• PASSAGE TO READ:
Weeks after his surprise victory over Hillary Clinton, most statements about the future policies of a Donald Trump administration may as well be punctuated by gaudy gilded question marks. Will Trump abolish the EPA? Force Mitt Romney to apologize, third grader style, for saying mean things about Donald Trump earlier in the campaign? Will the new President-Elect be able to untangle himself from his many conflicts of interest? That same uncertainty also applies to sexual assault on college campuses, and whether or not the incoming administration has considered it at all.
It’s not unreasonable for sexual assault advocates to worry that a cabinet of Trump appointees might undo some of the work advocacy groups have done in recent years to hold colleges and universities accountable for unaddressed problems on campus. Trump famously bragged about committing sexual assault, was accused of sexual assault, and claimed at a speech at historic Gettysburg that he’d sue the women accusing him of the sort of sexual assault he bragged on tape about committing.
Alyssa Peterson, a policy and advocacy coordinator for the organization Know Your IX, which works with both the government and on-the-ground activists to pressure colleges and universities to crack down harder on issues that threaten equality in education, is bracing for uncertainty. “We don’t know what’s going to happen,” she told The Daily Beast. “We’ve been hearing a lot of conflicting reports.”
Samantha Harris, director of policy research at the Foundation for Individual Rights in Education (FIRE), also has no idea what to expect. “Any talk of what will happen now is pure speculation.” she said. “But we will reach out to work with the Trump administration as we did with the Obama administration.”
Future Attorney General Jeff Sessions did not seem to understand as recently as last month what the legal definition of sexual assault is. While there’s not much out there about incoming Secretary of Education Betsy DeVos’s views on how campuses should best handle sexual assault cases—in fact, Betsy DeVos has no experience working with higher education—others in Trump’s inner circle would understandably cause alarm. After all, the Trump White House now includes Steve Bannon, former head of Breitbart News, a website that once spent weeks and thousands of words trying to debunk an anecdote about date rape from Lena Dunham’s memoirs. (A cursory Googling shows that the only rape claims to which Breitbart seems to give credence are those against Bill Clinton or non-European migrants.)

• MATERIAL PROVIDED:
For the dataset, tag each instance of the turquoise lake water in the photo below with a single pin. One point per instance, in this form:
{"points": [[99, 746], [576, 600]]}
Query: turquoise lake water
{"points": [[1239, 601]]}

• REQUIREMENTS:
**a.** Rewrite the paragraph of the article on campus sexual assault policy that begins "Alyssa Peterson, a policy and advocacy coordinator" in a shorter form, keeping its main facts.
**b.** Write the next part of the article on campus sexual assault under the incoming Trump administration, starting after its final paragraph.
The data after the article is separate material.

• ANSWERS IN ORDER:
**a.** Alyssa Peterson, policy and advocacy coordinator at Know Your IX, is bracing for uncertainty. Her organization works with the government and with on-the-ground activists to push colleges and universities to crack down harder on threats to equality in education. She told The Daily Beast that no one knows what will happen and that the group has been hearing many conflicting reports.

**b.**
As it stands, colleges and universities are legally barred from discriminating against students on the basis of sex, as set forth by Title IX, legislation signed into action by President Richard Nixon. In 2011, a Dear Colleague letter signed by Secretary of Education Arne Duncan and Vice President Joe Biden further clarified that “The sexual harassment of students, including sexual violence, interferes with students' right to receive an education free from discrimination and, in the case of sexual violence, is a crime.” In other words, institutions that leave issues of sexual assault on campus unchecked could be creating a discriminatory experience for students.
In addition, the letter mandates that schools investigating claims of sexual harassment and violence must apply a “preponderance of evidence” standard in determining whether or not the violation occurred. Put simply, the amount of evidence that exists on one side or the other doesn’t matter; schools must rule based on what they think probably happened. Schools that didn’t comply with standards set forth in the letter risk investigation and loss of funds, not to mention embarrassment.
In recent years, dozens of schools faced investigations from the Department of Education, and the reputational cost that comes along with it. No parent wants to pay $40,000 a year to send their kid to Rape University; no alum wants to open their pocketbooks to a school known for its incredible study abroad and sweeping rape apologia programs. To protect against this, some colleges and universities have put their own systems in place to assure that students who claim they’ve been sexually harassed and abused are accommodated. At the same time, universal application of the preponderance of evidence standard laid out by the Dear Colleague Letter has proven problematic for those accused of sexual assault and those concerned with due process.
The FIRE’s Harris said, “The pressure that [the Office of Civil Rights] has brought to bear on schools has led to many schools to change their processes that make it easier for them to find students guilty without regard to whether or not they’re actually guilty or not.” Harris believes that applying a higher standard to sexual harassment hearings on college campuses provides a more reliable outcome, which is beneficial to both the accuser and the accused. In an ideal world, Harris notes, the Trump administration would work with organizations like FIRE to clarify how to more fairly serve the needs of both accusers and the accused, in much the same way similar clarifications were issued regarding campus free speech in 1997, 2001, and 2003.
The debate over campus sexual assault hasn’t calmed since it began dominating headlines; if anything, it’s only intensified. Things are not likely to become less messy just because the new AG doesn’t know what sexual assault is, or because the new head of the Department of Education has no professional experience in higher education.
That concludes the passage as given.